=== EXERCISE TASK ===
The data below needs to be returned exactly, line for line.

=== DATA ENTRIES ===

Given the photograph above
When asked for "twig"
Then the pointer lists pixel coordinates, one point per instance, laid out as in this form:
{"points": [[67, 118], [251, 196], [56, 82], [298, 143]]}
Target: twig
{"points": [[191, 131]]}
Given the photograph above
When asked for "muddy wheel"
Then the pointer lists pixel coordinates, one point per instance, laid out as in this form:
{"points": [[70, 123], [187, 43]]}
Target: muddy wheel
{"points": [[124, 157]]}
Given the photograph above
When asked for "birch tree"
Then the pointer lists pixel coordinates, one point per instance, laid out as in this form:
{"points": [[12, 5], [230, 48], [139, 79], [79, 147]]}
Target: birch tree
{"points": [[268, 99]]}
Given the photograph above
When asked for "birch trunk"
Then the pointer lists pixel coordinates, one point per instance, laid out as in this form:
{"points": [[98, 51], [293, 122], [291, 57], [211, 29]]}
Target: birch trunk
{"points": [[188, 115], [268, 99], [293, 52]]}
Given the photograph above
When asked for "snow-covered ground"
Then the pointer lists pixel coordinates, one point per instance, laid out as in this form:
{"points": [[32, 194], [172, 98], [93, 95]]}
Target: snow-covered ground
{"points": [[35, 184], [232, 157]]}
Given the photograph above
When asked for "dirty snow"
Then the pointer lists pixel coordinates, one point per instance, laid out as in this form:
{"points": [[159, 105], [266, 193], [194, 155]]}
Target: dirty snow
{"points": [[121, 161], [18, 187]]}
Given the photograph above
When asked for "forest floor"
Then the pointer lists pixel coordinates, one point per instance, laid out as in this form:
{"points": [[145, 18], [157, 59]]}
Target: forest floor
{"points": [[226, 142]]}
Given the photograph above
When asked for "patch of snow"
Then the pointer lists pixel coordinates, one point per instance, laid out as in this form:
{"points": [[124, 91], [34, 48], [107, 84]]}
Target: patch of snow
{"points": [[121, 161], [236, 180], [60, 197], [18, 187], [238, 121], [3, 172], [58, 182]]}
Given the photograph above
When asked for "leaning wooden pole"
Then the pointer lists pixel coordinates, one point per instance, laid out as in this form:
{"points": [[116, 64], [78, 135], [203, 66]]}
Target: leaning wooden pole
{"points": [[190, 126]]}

=== ANSWER TO THIS EXERCISE ===
Given the photograph above
When asked for "twig"
Then the pointer lists pixel coordinates, one point per instance, laid out as in this form:
{"points": [[67, 118], [251, 196], [56, 82], [298, 143]]}
Target: twig
{"points": [[191, 131]]}
Given the photograph above
When asked for "muddy wheel"
Then the pointer lists pixel coordinates, one point per instance, laid out as in this form:
{"points": [[70, 123], [187, 43]]}
Target: muddy wheel
{"points": [[124, 157]]}
Given the photograph above
When asked for "birch tree"
Then the pointer lists pixel coordinates, one point per instance, laid out as in this form:
{"points": [[12, 5], [230, 48], [139, 79], [79, 147]]}
Target: birch tree
{"points": [[268, 99]]}
Given the photograph above
When asked for "birch trunk"
Then the pointer lists pixel coordinates, one point per instance, laid out as in this form:
{"points": [[98, 51], [293, 122], [291, 57], [211, 29]]}
Target: birch trunk
{"points": [[188, 115], [268, 99], [293, 52]]}
Given the photograph above
When asked for "snow-covered ground"
Then the pointer lists pixel coordinates, one point per instance, laid out as in this form:
{"points": [[32, 194], [172, 98], [93, 95]]}
Target: snow-covered ground
{"points": [[35, 184], [232, 157]]}
Given the photograph above
When asked for "dirty snow"
Then the pointer lists pixel coordinates, one point per instance, laid out as in this form:
{"points": [[159, 105], [266, 193], [194, 155]]}
Target: dirty snow
{"points": [[121, 161], [18, 187]]}
Given the photograph above
When asked for "forest floor"
Then the pointer lists pixel coordinates, one point per instance, laid out as in this form:
{"points": [[145, 18], [157, 59]]}
Target: forest floor
{"points": [[226, 142]]}
Given the photograph above
When asked for "patch of snow"
Then the pointer lists pixel coordinates, one point per instance, laid out as in this form:
{"points": [[124, 91], [34, 48], [107, 84]]}
Target: patch of snow
{"points": [[121, 161], [236, 180], [60, 197], [18, 187], [238, 121], [3, 172], [58, 182]]}
Given the photograph above
When asked for "leaning wooden pole"
Then the pointer lists pixel coordinates, one point per instance, laid out as in this form:
{"points": [[116, 64], [78, 135], [203, 66]]}
Target: leaning wooden pole
{"points": [[190, 126]]}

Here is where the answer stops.